*EXERCISE*:
Reproduce every entry exactly as written.

*EXCERPTED DATA*:
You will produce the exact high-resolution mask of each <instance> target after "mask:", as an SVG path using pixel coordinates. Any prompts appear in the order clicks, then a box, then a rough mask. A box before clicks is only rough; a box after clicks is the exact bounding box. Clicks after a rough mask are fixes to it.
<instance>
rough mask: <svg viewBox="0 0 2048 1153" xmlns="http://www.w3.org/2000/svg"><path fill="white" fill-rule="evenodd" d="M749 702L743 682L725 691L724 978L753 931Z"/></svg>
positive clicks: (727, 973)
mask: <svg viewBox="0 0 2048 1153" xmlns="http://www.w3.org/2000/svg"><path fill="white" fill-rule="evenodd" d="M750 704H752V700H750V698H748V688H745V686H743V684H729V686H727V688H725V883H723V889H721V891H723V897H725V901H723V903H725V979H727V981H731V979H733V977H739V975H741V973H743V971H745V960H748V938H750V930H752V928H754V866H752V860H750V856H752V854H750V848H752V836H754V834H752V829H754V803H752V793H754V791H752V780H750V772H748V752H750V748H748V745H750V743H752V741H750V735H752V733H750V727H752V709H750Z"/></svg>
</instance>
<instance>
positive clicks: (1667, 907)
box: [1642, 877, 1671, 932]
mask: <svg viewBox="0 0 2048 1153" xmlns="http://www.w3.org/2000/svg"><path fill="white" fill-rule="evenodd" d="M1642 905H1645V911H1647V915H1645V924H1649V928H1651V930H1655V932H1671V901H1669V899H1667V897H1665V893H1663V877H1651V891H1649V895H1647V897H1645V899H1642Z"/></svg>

*WORKED SOLUTION*:
You will produce the exact high-resolution mask of each <instance> target after "mask:", as an SVG path using pixel coordinates. Any prompts appear in the order clicks, then a box, then a rough mask. A box before clicks is only rough; a box after clicks is the exact bounding box. Clicks after a rough mask are fixes to it.
<instance>
rough mask: <svg viewBox="0 0 2048 1153" xmlns="http://www.w3.org/2000/svg"><path fill="white" fill-rule="evenodd" d="M749 702L743 682L725 691L724 978L753 931Z"/></svg>
positive clicks: (727, 973)
mask: <svg viewBox="0 0 2048 1153" xmlns="http://www.w3.org/2000/svg"><path fill="white" fill-rule="evenodd" d="M750 704H752V700H750V698H748V688H745V686H743V684H729V686H727V688H725V883H723V889H721V891H723V897H725V901H723V903H725V979H727V981H731V979H733V977H739V975H741V973H743V971H745V960H748V938H750V930H752V928H754V866H752V860H750V856H752V854H750V848H752V836H754V834H752V829H754V803H752V793H754V791H752V780H750V772H748V752H750V748H748V745H750V743H752V741H750V735H752V733H750V727H752V709H750Z"/></svg>
</instance>
<instance>
positive clicks: (1667, 907)
box: [1642, 877, 1671, 932]
mask: <svg viewBox="0 0 2048 1153" xmlns="http://www.w3.org/2000/svg"><path fill="white" fill-rule="evenodd" d="M1642 905H1645V911H1647V915H1645V924H1649V928H1651V930H1655V932H1671V901H1669V899H1667V897H1665V893H1663V877H1651V891H1649V895H1647V897H1645V899H1642Z"/></svg>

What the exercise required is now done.